[Ítems guardados de una colección]

——————————

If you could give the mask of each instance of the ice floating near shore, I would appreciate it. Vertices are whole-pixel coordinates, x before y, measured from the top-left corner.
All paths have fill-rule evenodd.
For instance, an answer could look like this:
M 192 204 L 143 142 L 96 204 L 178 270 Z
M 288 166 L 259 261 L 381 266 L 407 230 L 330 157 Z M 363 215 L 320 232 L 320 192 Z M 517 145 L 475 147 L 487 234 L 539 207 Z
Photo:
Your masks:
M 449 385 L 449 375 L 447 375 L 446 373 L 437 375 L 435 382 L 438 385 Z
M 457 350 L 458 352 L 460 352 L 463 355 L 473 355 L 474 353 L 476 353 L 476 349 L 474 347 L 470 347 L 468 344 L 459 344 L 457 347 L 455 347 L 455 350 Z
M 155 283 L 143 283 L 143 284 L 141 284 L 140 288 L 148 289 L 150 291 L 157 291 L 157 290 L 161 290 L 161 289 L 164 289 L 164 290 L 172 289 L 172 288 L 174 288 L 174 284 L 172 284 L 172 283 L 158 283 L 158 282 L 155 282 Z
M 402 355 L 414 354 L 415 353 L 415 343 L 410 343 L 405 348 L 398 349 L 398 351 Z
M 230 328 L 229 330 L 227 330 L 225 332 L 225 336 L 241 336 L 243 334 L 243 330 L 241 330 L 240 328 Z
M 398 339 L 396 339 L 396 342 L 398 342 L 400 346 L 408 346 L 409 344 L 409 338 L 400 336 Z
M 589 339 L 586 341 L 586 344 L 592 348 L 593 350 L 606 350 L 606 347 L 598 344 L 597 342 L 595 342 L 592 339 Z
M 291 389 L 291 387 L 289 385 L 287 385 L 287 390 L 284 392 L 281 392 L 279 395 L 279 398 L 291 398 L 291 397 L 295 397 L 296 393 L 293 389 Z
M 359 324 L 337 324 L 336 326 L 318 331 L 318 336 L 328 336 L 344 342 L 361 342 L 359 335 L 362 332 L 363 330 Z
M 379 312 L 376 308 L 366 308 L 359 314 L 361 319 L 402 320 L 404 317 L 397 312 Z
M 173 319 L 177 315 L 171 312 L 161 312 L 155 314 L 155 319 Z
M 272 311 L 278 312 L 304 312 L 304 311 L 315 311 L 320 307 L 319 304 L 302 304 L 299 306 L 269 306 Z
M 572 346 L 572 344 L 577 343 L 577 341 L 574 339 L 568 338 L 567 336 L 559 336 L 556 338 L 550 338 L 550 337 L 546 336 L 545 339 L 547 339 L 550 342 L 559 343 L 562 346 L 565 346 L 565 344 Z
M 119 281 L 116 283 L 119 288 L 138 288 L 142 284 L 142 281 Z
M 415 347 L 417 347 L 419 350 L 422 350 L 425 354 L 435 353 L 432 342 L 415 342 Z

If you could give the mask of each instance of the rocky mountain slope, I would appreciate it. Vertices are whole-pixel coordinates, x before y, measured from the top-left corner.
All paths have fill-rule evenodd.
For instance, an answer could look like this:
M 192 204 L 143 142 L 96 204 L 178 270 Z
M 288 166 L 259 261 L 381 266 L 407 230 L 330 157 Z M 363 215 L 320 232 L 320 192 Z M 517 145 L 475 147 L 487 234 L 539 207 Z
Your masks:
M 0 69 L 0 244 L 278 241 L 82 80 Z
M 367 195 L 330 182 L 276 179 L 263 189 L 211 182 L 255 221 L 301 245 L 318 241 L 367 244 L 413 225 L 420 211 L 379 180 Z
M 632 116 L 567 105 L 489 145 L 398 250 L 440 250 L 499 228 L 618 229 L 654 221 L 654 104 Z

——————————

Pasa a una lista JSON de cadenas todas las líneas de los ítems de arriba, una cadena por línea y sin las líneas en blanco.

[
  "If you could give the mask of each instance of the ice floating near shore, I would appreciate it. Vertices are whole-pixel coordinates, x before y, measured from the top-left corner.",
  "All paths have fill-rule evenodd.",
  "For instance, an answer could look like this:",
  "M 192 204 L 143 142 L 96 204 L 178 270 Z",
  "M 288 166 L 259 261 L 381 266 L 407 230 L 330 157 Z M 363 215 L 320 232 L 320 192 Z M 517 145 L 475 147 L 487 234 L 539 207 Z",
  "Photo:",
  "Your masks:",
  "M 449 385 L 449 375 L 447 375 L 446 373 L 437 375 L 435 382 L 438 385 Z",
  "M 457 350 L 458 352 L 460 352 L 463 355 L 473 355 L 474 353 L 476 353 L 476 349 L 474 347 L 470 347 L 468 344 L 459 344 L 457 347 L 455 347 L 455 350 Z",
  "M 155 283 L 143 283 L 143 284 L 141 284 L 140 288 L 148 289 L 150 291 L 157 291 L 157 290 L 161 290 L 161 289 L 164 289 L 164 290 L 172 289 L 172 288 L 174 288 L 174 284 L 172 284 L 172 283 L 158 283 L 158 282 L 155 282 Z",
  "M 402 355 L 414 354 L 415 353 L 415 343 L 410 343 L 405 348 L 398 349 L 398 351 Z",
  "M 230 328 L 229 330 L 227 330 L 225 332 L 225 336 L 241 336 L 243 334 L 243 330 L 241 330 L 240 328 Z",
  "M 398 339 L 396 339 L 396 342 L 398 342 L 400 346 L 408 346 L 409 344 L 409 338 L 400 336 Z",
  "M 589 339 L 586 341 L 586 344 L 592 348 L 593 350 L 606 350 L 606 347 L 598 344 L 597 342 L 595 342 L 592 339 Z",
  "M 291 389 L 291 387 L 289 385 L 287 385 L 287 390 L 284 392 L 281 392 L 279 395 L 279 398 L 291 398 L 291 397 L 295 397 L 296 393 L 293 389 Z",
  "M 359 324 L 337 324 L 336 326 L 318 331 L 318 336 L 328 336 L 344 342 L 361 342 L 359 335 L 362 332 L 363 330 Z",
  "M 379 312 L 376 308 L 366 308 L 359 314 L 361 319 L 402 320 L 404 317 L 397 312 Z",
  "M 173 319 L 177 315 L 171 312 L 161 312 L 155 314 L 155 319 Z",
  "M 272 311 L 278 312 L 304 312 L 304 311 L 315 311 L 320 307 L 319 304 L 302 304 L 299 306 L 269 306 Z",
  "M 572 346 L 572 344 L 577 343 L 577 341 L 574 339 L 568 338 L 567 336 L 559 336 L 556 338 L 550 338 L 550 337 L 546 336 L 545 339 L 547 339 L 550 342 L 559 343 L 562 346 L 565 346 L 565 344 Z",
  "M 119 281 L 116 283 L 119 288 L 138 288 L 142 284 L 142 281 Z",
  "M 415 347 L 417 347 L 419 350 L 422 350 L 425 354 L 435 353 L 432 342 L 415 342 Z",
  "If you could give the mask of each instance of the rocky mountain slope, I would appreciate it. Vertices are whole-pixel coordinates, x before y, measured from the top-left corner.",
  "All paths have fill-rule evenodd.",
  "For instance, an answer could look like this:",
  "M 192 204 L 143 142 L 96 204 L 178 270 Z",
  "M 288 166 L 259 261 L 381 266 L 407 230 L 330 157 Z M 363 215 L 320 232 L 320 192 Z M 517 145 L 475 147 L 487 234 L 539 207 Z",
  "Your masks:",
  "M 0 69 L 0 244 L 278 241 L 82 80 Z",
  "M 367 195 L 330 182 L 276 179 L 263 189 L 211 182 L 255 221 L 301 245 L 318 241 L 367 244 L 413 225 L 420 211 L 379 180 Z",
  "M 632 116 L 567 105 L 489 145 L 398 250 L 440 250 L 499 228 L 618 229 L 654 221 L 654 104 Z"
]